**Direction A:**
In the Prawn On The Lawn review, where did the older friend move many years later?
**Direction B:**
List the weeknights that make up TWOT in the Prawn On The Lawn review.
**Direction C:**
Carry on writing the Prawn On The Lawn review from its last sentence.

**Document section:**
****************************************
Prawn On The Lawn, N1

When I was a naive and tedious youth, a good friend who was a little older and a whole lot wiser used to speak of TWOT nights. Tuesday, Wednesday or Thursday: the three weeknights during which Londoners had to go out at least once, to embrace the city, to explore or revisit or otherwise engage. Else you might as well move to Whitstable – which my friend did, many years later.

Mondays are sacred. Fair enough. The weekend was too big, the nights’ sleep too short. The Sunday papers bought with every good intention rest unbothered in the corner. And Fridays, well, it’s no more a weeknight than Sunday night is the weekend.

Which leaves us with TWOT. So easy to complete in our youth; so easy to forego in our middle age. Warm thanks, then, for a good local restaurant, which indulge us comfortably when we come home to find ourselves unenthused by the fridge and unimpassioned by the corner cupboard.

Prawn On The Lawn was one such place. An unprepossessing joint offering a small selection of reasonable fish in an unreasonably fishy part of Balls Pond Road. Friendly, affordable, relaxed. The only problem was that it was tiny, so we’d have to put our names down and then idle in the pub to return after too many pints. And the experience so good we’d have to rattle through a number of reasonably priced wines to salute it.
****************************************
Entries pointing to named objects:
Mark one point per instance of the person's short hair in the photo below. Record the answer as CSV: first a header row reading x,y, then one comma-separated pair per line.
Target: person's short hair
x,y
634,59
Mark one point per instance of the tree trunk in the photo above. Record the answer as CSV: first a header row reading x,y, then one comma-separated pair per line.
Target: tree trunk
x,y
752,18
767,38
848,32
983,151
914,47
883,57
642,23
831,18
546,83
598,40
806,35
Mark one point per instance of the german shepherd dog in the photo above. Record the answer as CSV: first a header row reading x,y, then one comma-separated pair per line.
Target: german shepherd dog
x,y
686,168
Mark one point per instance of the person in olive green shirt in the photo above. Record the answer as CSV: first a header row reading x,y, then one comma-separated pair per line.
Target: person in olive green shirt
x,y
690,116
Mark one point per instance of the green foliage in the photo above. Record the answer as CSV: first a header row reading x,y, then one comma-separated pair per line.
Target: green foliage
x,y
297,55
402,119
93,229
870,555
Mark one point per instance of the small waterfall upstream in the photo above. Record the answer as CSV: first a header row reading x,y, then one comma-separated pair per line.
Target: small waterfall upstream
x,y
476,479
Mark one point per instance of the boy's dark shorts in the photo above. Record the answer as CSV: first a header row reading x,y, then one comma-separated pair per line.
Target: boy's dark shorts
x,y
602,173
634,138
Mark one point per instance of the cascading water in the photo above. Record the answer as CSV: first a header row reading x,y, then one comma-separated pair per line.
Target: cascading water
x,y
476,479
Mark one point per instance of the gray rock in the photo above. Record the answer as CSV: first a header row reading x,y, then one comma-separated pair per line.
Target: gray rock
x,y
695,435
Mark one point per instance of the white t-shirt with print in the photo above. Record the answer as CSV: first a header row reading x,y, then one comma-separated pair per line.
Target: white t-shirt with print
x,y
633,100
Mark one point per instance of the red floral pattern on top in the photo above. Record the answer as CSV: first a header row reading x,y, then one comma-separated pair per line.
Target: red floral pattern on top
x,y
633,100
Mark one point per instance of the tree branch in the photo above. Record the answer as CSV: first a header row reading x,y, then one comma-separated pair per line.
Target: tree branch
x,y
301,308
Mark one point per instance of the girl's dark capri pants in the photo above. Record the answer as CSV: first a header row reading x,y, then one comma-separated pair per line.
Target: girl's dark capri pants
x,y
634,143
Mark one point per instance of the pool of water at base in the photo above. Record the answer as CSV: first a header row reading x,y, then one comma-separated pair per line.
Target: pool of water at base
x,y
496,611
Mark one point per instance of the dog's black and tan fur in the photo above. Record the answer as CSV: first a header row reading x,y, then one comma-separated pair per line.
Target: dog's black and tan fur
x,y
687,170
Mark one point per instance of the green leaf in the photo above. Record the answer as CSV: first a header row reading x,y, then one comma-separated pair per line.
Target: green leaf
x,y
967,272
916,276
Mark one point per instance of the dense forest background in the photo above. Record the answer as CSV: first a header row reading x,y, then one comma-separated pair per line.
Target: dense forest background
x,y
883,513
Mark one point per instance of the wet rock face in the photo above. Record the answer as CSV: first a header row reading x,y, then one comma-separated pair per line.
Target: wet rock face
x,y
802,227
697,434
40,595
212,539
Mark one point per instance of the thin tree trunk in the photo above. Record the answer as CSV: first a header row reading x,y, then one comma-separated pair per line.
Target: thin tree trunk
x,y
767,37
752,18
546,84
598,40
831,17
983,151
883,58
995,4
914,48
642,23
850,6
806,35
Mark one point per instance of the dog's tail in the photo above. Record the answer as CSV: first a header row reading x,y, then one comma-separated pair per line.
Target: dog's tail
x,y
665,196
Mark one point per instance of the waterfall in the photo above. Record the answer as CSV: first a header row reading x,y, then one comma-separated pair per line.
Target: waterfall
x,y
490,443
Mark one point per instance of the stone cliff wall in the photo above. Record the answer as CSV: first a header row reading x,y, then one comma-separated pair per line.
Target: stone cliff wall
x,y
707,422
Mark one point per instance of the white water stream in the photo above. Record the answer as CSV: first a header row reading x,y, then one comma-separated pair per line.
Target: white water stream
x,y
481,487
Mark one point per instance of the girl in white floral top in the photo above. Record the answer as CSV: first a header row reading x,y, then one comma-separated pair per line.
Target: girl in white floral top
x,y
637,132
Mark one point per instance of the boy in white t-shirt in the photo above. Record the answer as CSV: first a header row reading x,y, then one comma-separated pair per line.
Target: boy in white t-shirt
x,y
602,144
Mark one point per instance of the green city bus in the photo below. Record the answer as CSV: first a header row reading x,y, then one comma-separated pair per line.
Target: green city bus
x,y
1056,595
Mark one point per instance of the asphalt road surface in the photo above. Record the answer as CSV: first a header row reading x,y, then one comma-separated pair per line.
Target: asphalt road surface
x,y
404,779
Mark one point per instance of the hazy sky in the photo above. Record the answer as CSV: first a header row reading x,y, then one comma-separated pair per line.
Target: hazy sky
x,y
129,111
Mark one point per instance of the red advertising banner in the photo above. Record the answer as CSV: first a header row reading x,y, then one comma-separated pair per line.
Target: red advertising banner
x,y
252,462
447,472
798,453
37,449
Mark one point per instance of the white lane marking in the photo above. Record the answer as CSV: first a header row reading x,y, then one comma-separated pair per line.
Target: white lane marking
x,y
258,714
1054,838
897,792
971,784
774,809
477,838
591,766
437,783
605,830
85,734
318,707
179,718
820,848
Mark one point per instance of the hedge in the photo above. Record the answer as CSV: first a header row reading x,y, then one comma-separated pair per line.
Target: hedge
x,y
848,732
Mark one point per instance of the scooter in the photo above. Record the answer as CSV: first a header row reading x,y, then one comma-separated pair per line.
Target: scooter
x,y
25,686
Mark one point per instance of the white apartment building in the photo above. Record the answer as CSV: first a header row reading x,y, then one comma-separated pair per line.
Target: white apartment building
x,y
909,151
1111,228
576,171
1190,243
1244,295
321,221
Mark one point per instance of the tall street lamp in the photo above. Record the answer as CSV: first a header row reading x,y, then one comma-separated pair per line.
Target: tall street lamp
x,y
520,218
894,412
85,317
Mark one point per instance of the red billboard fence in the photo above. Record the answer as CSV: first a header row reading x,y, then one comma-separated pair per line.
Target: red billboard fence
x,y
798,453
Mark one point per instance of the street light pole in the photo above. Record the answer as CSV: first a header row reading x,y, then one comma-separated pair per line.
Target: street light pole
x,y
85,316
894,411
****************************************
**Expected answer A:**
Whitstable.

**Expected answer B:**
Tuesday, Wednesday, Thursday

**Expected answer C:**
This problem was offset by an inexplicable twist of algorithm that saw POTL hit second spot on Tripadvisor. An untrustworthy guide, to be sure, but in this case hilarious. Lost, intrepid, expectant East Asian tourists trudged the road away from Highbury & Islington to find this humble establishment that, frankly, has a lot to be humble about. The things that make a good local great are are insufficient to justify travel – that’s the whole point.

We noted POTL had moved, to replace a chicken shop of noble intention and terrible execution that reeked so much of failure that I never breached its doorway. This new place was bigger. It had what seemed to be a fully functioning kitchen and a licence to go with – so no more cooking in the toaster. The fish on display arched and glistened with redness of gill and brightness of eye.

I had wanted to go to Black Axe Mangal, fully 30 strides away, but the crowd swung it in favour of the fish.

As soon as we stepped inside, the whiff of naive youth stank out the nose. Friendly, well-meaning, dirty-shoed innocents contorted themselves earnestly across each other, around menus, over tables. There was no collective knowledge, no machine, no clockwork.

Individually charmingly and collectively impossible, it was hard to dislike the people til you judged them by what they were there to do. The prices weren’t so low that they had to staff the joint entirely with those salvaged from the gig economy.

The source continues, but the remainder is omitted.